### OBJECTIVES
[a] According to the router forum thread below, why do many people remove the adjustment ring from the 7518 when they use it in a router table? Answer in one to three sentences.
[b] Decide whether each statement agrees with the router forum thread below, and for each give yes or no with the deciding words of the thread, quoted exactly: (i) Mike likes the height adjustment on his PC 7518. (ii) Mike suggested to Bosch that they develop a 3-1/4 hp combo kit. (iii) The first poster still owns a 7518.
[c] Extract the part of the router forum thread below from "I will 2nd." to "of the time..", copying it word for word.

### SELECTION
◇ ◇ ◇ ◇

Yup, The 7518 is a fine unit I have to admit. I used on in a table a few yrs ago,but was forced to sell it off and never had the opportunity to get another one.Might check into that Bosch tho if my Ryobi ever dies


----------



## bobj3 (Jan 17, 2006)

Hi

I will 2nd. Mike's post but add the 7518 has a down fall they like to jam up all the time,that's to say the adjustment ring on the base , 7518 not made to work upside down all the time,,,, Ring,many just remove it in time if they use it in the router table most of the time..


===



Mike said:


> My PC 7518 works fine in a table although I do not care for the height adjustment. A plunge router is a much better choice. If PC product development was smart they would make a plunge base for this model... a 3-1/4 hp combo kit! B&D would never spend the money on product development. Their goal was to destroy PC when they bought it and they have done a great job so far. I suggested to Bosch that they develop a 3-1/4 hp combo kit and they listened; who knows... perhaps they will follow through with this. That would be the best deal available.

◇ ◇ ◇ ◇

### DATASET SECTION
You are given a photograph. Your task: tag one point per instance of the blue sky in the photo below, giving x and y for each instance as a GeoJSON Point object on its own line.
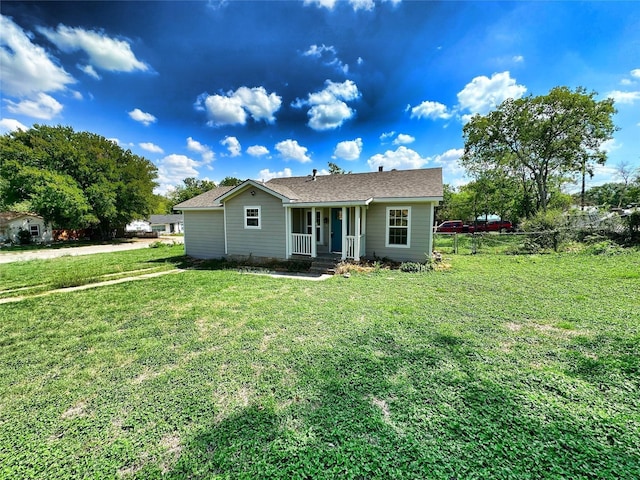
{"type": "Point", "coordinates": [278, 88]}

◇ ◇ ◇ ◇

### RESULTS FOR THE EXERCISE
[a] The adjustment ring on the 7518's base tends to jam up all the time. The 7518 is not made to work upside down constantly, so many people eventually remove the ring if they mostly use the router in a table.

[b]
(i) No: "although I do not care for the height adjustment"
(ii) Yes: "I suggested to Bosch that they develop a 3-1/4 hp combo kit"
(iii) No: "was forced to sell it off and never had the opportunity to get another one"

[c]
I will 2nd. Mike's post but add the 7518 has a down fall they like to jam up all the time,that's to say the adjustment ring on the base , 7518 not made to work upside down all the time,,,, Ring,many just remove it in time if they use it in the router table most of the time..